**The problem**
Return every line of the items below that contains the string "woman".

*** Input rows

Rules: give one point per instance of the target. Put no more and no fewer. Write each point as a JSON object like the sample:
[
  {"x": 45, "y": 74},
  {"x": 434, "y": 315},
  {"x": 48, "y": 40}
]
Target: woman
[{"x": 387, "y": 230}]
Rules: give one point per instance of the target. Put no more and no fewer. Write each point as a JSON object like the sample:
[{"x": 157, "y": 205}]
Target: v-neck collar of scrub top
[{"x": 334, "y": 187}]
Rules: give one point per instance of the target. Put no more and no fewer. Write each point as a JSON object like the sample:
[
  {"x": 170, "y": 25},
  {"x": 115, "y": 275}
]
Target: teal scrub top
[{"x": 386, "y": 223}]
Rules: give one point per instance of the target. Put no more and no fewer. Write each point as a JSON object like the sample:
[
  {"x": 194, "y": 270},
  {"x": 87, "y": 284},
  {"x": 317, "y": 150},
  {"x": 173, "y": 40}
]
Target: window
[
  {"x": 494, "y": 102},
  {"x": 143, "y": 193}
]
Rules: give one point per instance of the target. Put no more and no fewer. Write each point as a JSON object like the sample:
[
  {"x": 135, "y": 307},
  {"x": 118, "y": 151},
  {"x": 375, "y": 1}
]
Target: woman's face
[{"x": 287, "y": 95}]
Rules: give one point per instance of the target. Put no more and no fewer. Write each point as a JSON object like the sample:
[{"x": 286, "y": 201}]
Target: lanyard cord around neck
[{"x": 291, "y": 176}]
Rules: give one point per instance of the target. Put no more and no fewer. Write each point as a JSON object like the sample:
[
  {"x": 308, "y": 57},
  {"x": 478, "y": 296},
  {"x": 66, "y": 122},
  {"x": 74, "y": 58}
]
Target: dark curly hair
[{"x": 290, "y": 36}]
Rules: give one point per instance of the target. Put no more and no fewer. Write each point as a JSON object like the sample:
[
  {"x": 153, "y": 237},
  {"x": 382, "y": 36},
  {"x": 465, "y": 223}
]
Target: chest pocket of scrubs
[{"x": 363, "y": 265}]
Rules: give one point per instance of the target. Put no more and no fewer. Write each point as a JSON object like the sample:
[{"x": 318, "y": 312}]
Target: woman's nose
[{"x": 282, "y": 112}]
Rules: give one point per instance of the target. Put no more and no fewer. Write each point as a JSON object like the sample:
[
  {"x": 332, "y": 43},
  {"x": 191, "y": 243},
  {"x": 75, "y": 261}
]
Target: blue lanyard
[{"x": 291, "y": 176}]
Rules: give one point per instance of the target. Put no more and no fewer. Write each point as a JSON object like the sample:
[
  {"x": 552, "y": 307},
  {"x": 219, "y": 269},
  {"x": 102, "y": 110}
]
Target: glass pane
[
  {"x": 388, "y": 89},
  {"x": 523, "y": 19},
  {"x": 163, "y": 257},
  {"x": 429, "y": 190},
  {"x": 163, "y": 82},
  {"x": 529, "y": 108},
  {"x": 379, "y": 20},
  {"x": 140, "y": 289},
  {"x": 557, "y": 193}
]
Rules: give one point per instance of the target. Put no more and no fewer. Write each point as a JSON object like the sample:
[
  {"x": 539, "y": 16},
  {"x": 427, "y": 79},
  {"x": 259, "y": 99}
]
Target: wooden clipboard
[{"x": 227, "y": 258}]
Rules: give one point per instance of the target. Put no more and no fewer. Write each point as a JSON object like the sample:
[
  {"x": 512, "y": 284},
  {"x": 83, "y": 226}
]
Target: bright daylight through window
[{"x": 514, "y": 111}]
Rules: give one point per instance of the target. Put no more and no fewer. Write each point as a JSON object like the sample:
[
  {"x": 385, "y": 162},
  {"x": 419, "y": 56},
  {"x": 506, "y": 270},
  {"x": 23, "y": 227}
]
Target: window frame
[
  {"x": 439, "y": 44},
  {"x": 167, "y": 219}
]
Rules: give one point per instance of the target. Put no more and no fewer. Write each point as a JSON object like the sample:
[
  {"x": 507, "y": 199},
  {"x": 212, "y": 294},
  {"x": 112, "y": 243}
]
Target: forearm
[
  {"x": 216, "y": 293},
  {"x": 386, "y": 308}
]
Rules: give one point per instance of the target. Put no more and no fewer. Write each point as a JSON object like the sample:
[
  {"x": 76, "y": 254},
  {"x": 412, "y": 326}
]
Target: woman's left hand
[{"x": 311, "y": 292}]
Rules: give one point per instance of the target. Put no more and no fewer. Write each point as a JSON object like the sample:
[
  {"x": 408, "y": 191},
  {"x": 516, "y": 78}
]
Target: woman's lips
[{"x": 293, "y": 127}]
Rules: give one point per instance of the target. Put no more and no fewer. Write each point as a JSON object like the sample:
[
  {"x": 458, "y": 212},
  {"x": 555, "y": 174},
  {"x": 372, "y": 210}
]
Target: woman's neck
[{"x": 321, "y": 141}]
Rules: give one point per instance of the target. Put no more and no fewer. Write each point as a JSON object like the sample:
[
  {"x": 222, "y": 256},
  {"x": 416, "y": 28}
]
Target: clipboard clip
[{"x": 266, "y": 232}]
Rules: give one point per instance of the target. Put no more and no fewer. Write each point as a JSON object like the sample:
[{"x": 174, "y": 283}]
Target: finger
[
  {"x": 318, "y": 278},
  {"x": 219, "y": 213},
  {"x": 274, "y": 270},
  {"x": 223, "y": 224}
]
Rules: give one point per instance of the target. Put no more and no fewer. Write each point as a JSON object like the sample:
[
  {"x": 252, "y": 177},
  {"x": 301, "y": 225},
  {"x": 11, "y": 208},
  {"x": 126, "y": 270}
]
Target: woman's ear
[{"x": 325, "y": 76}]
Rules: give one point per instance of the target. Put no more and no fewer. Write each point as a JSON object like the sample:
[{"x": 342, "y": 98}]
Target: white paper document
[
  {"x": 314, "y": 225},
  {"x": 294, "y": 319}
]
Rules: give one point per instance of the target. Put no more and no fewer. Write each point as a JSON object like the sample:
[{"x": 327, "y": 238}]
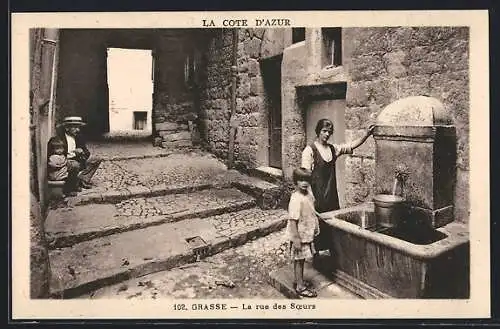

******

**Result**
Target: woman
Target: woman's face
Target: woman's nose
Target: woman's left hand
Target: woman's lips
Target: woman's neck
Target: woman's ear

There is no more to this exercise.